## Aim:
Every line below must be reproduced exactly. Copy them all.

[Start of Dataset extract]

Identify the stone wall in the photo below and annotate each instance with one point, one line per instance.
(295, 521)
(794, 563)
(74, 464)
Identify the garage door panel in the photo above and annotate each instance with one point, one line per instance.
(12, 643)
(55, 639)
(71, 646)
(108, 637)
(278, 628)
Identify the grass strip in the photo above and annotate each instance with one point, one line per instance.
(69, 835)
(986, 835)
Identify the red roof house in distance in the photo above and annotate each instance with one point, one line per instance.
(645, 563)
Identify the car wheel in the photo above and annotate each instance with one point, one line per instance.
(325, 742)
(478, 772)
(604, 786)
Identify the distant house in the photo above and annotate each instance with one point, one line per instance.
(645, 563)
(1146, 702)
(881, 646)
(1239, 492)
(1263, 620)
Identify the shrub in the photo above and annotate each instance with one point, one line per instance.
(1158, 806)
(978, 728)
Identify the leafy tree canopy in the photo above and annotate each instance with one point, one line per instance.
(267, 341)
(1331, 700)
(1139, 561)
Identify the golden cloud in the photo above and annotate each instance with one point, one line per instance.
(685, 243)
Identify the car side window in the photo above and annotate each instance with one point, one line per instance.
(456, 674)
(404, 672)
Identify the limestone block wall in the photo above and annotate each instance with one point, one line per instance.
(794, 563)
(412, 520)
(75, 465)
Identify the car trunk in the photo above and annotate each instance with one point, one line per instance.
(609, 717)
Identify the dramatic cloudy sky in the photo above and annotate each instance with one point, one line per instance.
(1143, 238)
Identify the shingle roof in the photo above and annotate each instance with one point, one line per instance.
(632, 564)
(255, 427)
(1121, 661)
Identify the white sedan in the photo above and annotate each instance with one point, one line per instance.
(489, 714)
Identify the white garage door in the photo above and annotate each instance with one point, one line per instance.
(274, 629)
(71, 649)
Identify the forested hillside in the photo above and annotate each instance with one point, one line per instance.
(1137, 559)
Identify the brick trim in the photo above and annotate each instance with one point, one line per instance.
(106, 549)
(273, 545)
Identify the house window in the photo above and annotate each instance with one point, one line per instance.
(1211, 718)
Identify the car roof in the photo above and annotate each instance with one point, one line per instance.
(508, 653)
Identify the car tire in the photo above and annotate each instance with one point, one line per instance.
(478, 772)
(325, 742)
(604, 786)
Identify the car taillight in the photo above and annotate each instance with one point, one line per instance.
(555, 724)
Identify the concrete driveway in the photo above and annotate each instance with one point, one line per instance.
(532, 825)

[End of Dataset extract]

## Solution to the exercise:
Identify the stone wall in the photo below and annotate each instance with one point, one line per instance.
(295, 521)
(794, 563)
(74, 464)
Identify the garage door panel in the photo above and annotate each instance with one point, one line per instance.
(12, 643)
(55, 639)
(71, 646)
(108, 637)
(278, 628)
Identify the grass strip in the photo above and annotate each instance with one point, one line per instance.
(69, 835)
(986, 835)
Identify the red roof house in distance in the photo above and annotate each instance with one point, one line per instance.
(645, 563)
Identify the car wheel in the photo above and annotate each instance with one point, one line per instance.
(325, 742)
(478, 772)
(604, 786)
Identify the distant house in the photo above and annotate each instance with one point, one line per instance.
(645, 563)
(1146, 702)
(881, 646)
(1239, 492)
(1263, 620)
Identify the shrub in the photo above and annotate each instance with one point, one line per instance.
(1158, 806)
(978, 728)
Identify the leafy tree canopy in the photo above and annotate each instance with one point, one line per instance.
(267, 341)
(1331, 700)
(1139, 561)
Identify the golden cloud in the photo above and annotate each instance with one point, one line per instance.
(685, 243)
Identify the car side window in the photo above and annotate each instance with one point, one line per instance.
(456, 674)
(404, 672)
Identify the limestone block wall in the photo above and annotate each instance with one point, one line per instance.
(794, 563)
(412, 520)
(75, 465)
Identify the car trunk in the photo above and annotate each instance with one point, one line per instance.
(609, 717)
Identify the dramatic cloudy sky in the photo above and annotate each instance with one point, one line per instance.
(1143, 238)
Identify the shingle roof in the photo above and annotate each instance with one point, one line per instance.
(632, 564)
(255, 427)
(1121, 661)
Identify the white sedan in the photo above and annotate each instance with one point, one line per instance.
(489, 714)
Identify the white garage door in the photo above and annotate each instance with one point, one line per instance.
(274, 629)
(71, 649)
Identify the forested hillside in the photo above and annotate each instance with one point, one line per instance.
(1137, 559)
Identify the brick trim in the photo above and annotate each instance with one point, one line per instance.
(106, 549)
(273, 545)
Identify the house window in the photo above and annotate each instance with one point, one line per instance.
(1211, 718)
Identify the car roof in the photo above and annotate each instance with one point, one line per instance.
(508, 653)
Identify the car tire in the photo above and annotate each instance with one point, one line per instance.
(478, 772)
(325, 742)
(604, 786)
Identify the car taillight in the photo above and annotate each instance with one point, one line per instance.
(555, 724)
Identify the concrete driveway in the photo above and annotate each instance with one point, one line per instance.
(532, 825)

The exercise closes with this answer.